• **Source document**
- - - - -
Large language model (LLM)
A large language model is a neural network trained on enormous text corpora to predict the next token given preceding tokens — typically with billions to trillions of parameters. Modern LLMs (GPT-4, Claude, Gemini, Llama) extend this base capability with instruction tuning, RLHF, tool use, and long context windows, producing systems that can write, reason, and act on natural-language input.
The 'large' threshold has moved over time: GPT-2 (1.5B parameters) was large in 2019; today's frontier models are 100x+ larger and the term has lost precise meaning. The defining structural choice across modern LLMs is the transformer architecture (attention-based, parallelisable on GPUs) introduced in 2017. The capability boundary today is set less by raw scale and more by post-training: instruction tuning produces models that follow directions, RLHF produces models that avoid undesirable outputs, and constitutional methods produce models with explicit value alignment. The next axis of progress (2024-2026) has been agentic capability — tool use, long horizons, multi-step reasoning — built on top of the base LLM.
- - - - -
• **Dataset items**
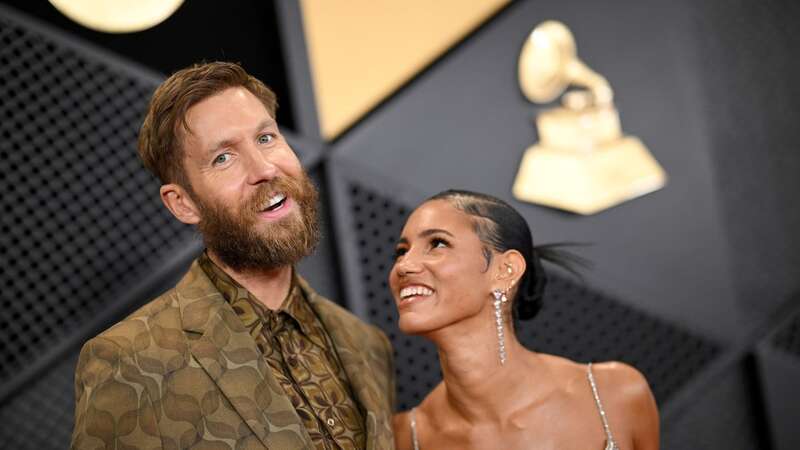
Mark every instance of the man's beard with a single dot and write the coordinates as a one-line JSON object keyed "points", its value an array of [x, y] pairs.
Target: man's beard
{"points": [[241, 240]]}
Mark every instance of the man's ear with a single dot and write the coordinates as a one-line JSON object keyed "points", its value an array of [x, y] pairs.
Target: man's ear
{"points": [[180, 204]]}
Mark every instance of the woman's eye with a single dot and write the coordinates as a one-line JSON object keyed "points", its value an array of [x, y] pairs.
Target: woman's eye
{"points": [[221, 159]]}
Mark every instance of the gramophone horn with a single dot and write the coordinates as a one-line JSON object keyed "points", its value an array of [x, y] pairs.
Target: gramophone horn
{"points": [[548, 64]]}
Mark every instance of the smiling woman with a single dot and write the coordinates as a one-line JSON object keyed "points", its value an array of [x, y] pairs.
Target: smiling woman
{"points": [[466, 273]]}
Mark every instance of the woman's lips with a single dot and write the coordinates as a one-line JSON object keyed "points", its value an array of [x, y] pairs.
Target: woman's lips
{"points": [[411, 294]]}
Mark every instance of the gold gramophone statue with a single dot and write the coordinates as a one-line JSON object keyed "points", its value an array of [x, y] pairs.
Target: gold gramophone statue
{"points": [[582, 163]]}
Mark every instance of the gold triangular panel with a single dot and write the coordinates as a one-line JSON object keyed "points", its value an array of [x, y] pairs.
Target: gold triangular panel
{"points": [[361, 51]]}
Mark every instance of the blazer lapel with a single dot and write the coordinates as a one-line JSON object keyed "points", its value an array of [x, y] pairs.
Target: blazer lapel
{"points": [[229, 355], [348, 340]]}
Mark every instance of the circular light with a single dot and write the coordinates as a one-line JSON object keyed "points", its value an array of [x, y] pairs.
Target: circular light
{"points": [[117, 16]]}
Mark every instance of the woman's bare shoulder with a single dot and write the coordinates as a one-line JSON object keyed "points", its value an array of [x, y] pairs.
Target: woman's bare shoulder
{"points": [[401, 424], [626, 396], [401, 421]]}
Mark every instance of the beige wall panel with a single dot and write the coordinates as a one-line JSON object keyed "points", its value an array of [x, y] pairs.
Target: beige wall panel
{"points": [[361, 51]]}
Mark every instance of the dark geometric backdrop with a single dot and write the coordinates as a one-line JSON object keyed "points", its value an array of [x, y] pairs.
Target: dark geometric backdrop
{"points": [[696, 285]]}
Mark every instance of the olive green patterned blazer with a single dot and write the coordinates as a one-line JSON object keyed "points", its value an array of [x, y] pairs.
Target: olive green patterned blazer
{"points": [[184, 372]]}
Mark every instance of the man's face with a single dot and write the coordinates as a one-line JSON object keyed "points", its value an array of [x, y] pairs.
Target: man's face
{"points": [[257, 208]]}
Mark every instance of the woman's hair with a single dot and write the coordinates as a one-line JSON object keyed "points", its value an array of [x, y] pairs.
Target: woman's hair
{"points": [[500, 227]]}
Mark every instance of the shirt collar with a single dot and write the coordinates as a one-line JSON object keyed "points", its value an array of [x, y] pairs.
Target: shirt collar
{"points": [[254, 314]]}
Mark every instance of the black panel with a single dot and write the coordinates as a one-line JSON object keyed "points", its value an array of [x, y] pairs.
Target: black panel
{"points": [[727, 415], [41, 417], [747, 61], [575, 322], [81, 219], [244, 31], [465, 124], [787, 338]]}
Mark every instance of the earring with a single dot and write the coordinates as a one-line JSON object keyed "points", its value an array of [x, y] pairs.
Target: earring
{"points": [[499, 299]]}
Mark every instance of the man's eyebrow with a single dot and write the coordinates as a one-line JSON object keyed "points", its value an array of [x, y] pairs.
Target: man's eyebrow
{"points": [[266, 123]]}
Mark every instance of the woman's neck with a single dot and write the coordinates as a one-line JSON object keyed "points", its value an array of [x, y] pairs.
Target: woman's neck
{"points": [[477, 387]]}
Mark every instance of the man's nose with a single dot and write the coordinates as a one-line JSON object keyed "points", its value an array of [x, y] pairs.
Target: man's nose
{"points": [[259, 167]]}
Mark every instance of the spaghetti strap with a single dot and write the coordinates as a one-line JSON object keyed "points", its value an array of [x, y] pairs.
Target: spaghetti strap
{"points": [[610, 443], [414, 438]]}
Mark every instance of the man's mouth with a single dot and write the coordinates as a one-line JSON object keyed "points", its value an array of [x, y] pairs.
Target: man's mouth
{"points": [[275, 202]]}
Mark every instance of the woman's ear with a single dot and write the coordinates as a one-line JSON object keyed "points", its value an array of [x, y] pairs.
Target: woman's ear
{"points": [[180, 204], [512, 267]]}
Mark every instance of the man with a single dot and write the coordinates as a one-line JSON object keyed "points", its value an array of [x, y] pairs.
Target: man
{"points": [[242, 353]]}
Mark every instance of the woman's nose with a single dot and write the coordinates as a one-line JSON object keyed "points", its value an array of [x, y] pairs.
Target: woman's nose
{"points": [[407, 265]]}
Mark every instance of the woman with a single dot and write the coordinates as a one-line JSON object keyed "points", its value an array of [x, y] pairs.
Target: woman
{"points": [[465, 272]]}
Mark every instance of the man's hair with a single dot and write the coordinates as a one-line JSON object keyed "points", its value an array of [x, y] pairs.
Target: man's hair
{"points": [[162, 134]]}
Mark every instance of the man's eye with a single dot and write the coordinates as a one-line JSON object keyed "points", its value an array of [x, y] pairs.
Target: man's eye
{"points": [[221, 159], [439, 243], [398, 252]]}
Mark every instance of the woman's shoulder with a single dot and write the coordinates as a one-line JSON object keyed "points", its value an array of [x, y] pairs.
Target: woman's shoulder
{"points": [[628, 401], [401, 424], [612, 377], [401, 421], [624, 394], [623, 384]]}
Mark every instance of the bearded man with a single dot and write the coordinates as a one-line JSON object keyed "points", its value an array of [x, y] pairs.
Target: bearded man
{"points": [[241, 353]]}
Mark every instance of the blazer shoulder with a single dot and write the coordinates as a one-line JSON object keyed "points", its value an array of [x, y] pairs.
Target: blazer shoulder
{"points": [[162, 311]]}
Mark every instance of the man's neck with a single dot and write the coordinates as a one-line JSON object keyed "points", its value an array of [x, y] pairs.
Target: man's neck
{"points": [[270, 287]]}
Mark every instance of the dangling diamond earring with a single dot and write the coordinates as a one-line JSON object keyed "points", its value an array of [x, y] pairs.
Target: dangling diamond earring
{"points": [[499, 299]]}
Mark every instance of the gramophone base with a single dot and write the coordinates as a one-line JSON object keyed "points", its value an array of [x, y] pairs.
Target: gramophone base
{"points": [[591, 181]]}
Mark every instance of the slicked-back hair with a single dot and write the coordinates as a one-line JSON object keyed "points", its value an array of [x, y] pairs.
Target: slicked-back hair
{"points": [[501, 228]]}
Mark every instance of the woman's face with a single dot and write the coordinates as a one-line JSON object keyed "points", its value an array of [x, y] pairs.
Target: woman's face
{"points": [[440, 274]]}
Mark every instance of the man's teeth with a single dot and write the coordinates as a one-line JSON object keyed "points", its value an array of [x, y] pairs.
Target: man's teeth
{"points": [[415, 290], [275, 199]]}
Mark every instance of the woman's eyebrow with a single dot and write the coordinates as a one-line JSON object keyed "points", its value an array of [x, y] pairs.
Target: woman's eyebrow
{"points": [[430, 231]]}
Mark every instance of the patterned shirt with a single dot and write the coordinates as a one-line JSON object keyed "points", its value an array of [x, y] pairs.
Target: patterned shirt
{"points": [[302, 358]]}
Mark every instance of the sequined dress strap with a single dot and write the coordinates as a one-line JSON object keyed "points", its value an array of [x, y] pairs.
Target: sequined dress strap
{"points": [[414, 438], [610, 444]]}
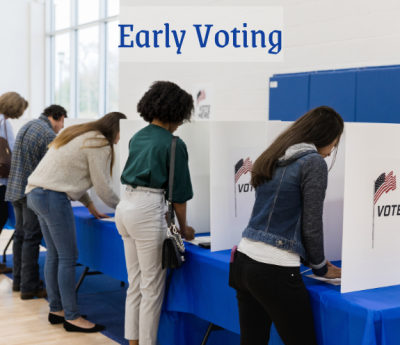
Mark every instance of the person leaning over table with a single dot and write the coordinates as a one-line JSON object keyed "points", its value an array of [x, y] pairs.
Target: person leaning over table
{"points": [[12, 106], [82, 156], [31, 146], [290, 178], [140, 216]]}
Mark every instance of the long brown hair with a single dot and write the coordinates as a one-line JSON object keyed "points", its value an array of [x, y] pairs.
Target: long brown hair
{"points": [[108, 125], [12, 105], [320, 126]]}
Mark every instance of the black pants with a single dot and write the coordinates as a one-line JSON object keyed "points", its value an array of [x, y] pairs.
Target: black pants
{"points": [[3, 208], [269, 294], [27, 238]]}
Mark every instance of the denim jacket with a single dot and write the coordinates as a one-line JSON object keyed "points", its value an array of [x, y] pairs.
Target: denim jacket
{"points": [[288, 209]]}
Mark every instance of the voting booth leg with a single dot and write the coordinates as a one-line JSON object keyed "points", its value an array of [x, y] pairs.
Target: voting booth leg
{"points": [[82, 277], [210, 328], [5, 250]]}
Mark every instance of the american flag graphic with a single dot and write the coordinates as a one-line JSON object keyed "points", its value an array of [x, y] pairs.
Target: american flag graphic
{"points": [[383, 184], [200, 96], [242, 167]]}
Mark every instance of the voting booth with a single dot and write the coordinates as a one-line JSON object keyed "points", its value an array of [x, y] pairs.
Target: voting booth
{"points": [[361, 210]]}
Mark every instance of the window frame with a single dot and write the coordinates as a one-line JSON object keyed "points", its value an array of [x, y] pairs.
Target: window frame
{"points": [[73, 31]]}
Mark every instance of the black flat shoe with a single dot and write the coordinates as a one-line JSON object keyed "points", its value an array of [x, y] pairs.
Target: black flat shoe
{"points": [[69, 327], [17, 288], [56, 319]]}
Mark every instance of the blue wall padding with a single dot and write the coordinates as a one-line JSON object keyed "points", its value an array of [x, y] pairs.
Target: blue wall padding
{"points": [[289, 100], [367, 94], [378, 95], [336, 90]]}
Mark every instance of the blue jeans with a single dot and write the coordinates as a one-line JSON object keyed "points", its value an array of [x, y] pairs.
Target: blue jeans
{"points": [[58, 226]]}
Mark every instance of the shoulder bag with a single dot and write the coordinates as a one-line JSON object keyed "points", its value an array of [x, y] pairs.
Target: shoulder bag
{"points": [[5, 154], [173, 247]]}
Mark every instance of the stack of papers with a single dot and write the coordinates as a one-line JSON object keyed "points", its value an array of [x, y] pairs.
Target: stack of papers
{"points": [[200, 239], [112, 219]]}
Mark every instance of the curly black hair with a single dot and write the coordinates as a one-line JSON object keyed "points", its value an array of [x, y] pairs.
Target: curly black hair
{"points": [[166, 102], [55, 111]]}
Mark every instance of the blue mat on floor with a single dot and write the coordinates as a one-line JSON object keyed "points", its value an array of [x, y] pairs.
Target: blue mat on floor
{"points": [[103, 299]]}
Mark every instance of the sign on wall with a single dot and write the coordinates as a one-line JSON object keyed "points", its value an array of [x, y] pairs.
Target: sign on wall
{"points": [[203, 97]]}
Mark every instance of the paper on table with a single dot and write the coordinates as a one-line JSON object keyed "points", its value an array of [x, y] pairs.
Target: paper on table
{"points": [[336, 281], [200, 239], [112, 219]]}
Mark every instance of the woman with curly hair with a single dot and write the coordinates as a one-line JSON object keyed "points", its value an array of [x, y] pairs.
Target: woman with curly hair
{"points": [[140, 216]]}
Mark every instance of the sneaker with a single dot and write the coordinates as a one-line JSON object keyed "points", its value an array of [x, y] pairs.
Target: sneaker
{"points": [[5, 269], [40, 293]]}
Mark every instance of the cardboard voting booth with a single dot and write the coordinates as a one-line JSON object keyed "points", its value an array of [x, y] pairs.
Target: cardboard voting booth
{"points": [[371, 219], [361, 210]]}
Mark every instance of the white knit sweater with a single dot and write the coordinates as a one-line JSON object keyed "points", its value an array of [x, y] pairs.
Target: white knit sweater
{"points": [[73, 170]]}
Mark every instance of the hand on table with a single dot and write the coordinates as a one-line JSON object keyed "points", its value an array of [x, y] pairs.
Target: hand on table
{"points": [[93, 211], [333, 271], [188, 233]]}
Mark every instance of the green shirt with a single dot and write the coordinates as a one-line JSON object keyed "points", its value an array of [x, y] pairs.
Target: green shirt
{"points": [[148, 163]]}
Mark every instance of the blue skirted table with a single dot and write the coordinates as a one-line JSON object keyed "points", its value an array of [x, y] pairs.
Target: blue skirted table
{"points": [[199, 294]]}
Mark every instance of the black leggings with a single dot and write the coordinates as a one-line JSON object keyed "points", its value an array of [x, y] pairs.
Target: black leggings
{"points": [[268, 293], [3, 208]]}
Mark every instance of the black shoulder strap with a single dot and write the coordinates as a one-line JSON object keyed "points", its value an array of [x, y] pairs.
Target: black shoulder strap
{"points": [[170, 215], [5, 127]]}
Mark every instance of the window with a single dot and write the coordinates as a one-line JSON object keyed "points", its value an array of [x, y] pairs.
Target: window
{"points": [[83, 53]]}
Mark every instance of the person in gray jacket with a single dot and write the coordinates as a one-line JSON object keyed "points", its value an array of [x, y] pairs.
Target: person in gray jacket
{"points": [[286, 228]]}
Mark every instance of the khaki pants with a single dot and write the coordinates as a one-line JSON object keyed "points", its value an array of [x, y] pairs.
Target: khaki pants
{"points": [[140, 219]]}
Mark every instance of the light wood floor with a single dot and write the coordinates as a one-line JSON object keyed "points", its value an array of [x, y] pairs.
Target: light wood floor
{"points": [[25, 322]]}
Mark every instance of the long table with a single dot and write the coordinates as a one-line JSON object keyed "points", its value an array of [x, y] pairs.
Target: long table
{"points": [[199, 294]]}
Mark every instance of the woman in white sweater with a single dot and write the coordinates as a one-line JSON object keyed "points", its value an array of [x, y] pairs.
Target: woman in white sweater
{"points": [[82, 156], [12, 106]]}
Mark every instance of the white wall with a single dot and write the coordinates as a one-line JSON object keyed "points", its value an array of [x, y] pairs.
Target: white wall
{"points": [[318, 35], [22, 56]]}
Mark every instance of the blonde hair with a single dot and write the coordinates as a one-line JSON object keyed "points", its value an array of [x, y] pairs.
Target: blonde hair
{"points": [[108, 125], [12, 105]]}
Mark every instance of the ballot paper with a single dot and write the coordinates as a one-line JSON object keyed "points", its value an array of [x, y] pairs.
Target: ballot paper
{"points": [[112, 219], [336, 281], [200, 239]]}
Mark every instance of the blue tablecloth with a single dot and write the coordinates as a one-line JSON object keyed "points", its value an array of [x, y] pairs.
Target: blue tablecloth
{"points": [[199, 293], [11, 217]]}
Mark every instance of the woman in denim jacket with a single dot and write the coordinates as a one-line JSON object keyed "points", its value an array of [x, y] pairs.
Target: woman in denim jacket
{"points": [[285, 228]]}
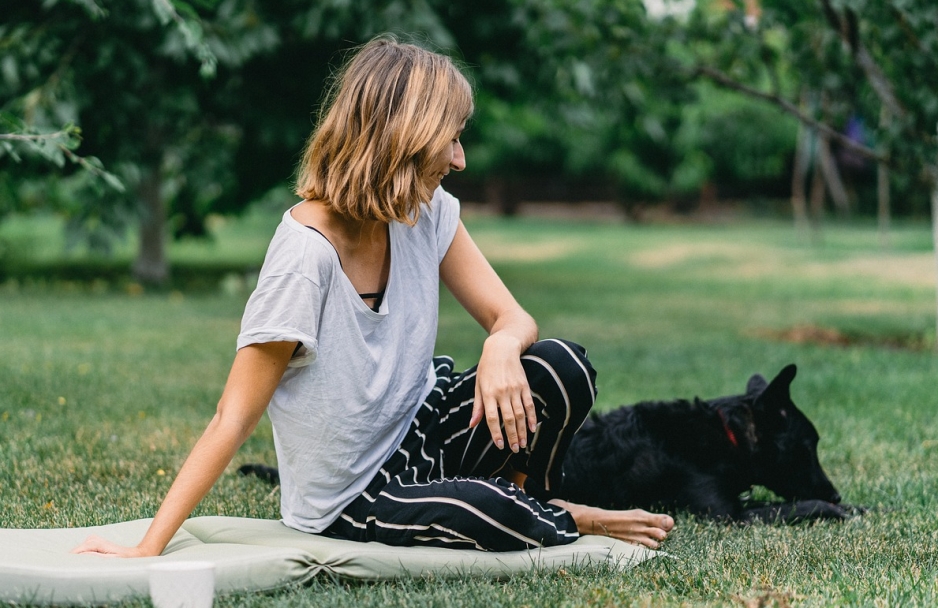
- - - - -
• **What you should do**
Extend the passage on large language models, picking up right after its last sentence. The items play no role in this work.

• **Answer**
Related terms
- Retrieval-augmented generation (RAG)
Retrieval-augmented generation is the pattern where an LLM is given relevant context retrieved from an external source — typically via semantic search over a vector database — before generating its response.
- Context window
The context window is the maximum number of tokens an LLM can process in a single request — including the prompt, retrieved context, conversation history, and the generated response.
- Fine-tuning
Fine-tuning continues the training of a pre-trained LLM on a custom dataset — typically a few thousand to a few million examples — to adapt its behaviour to a specific domain, task, or output style.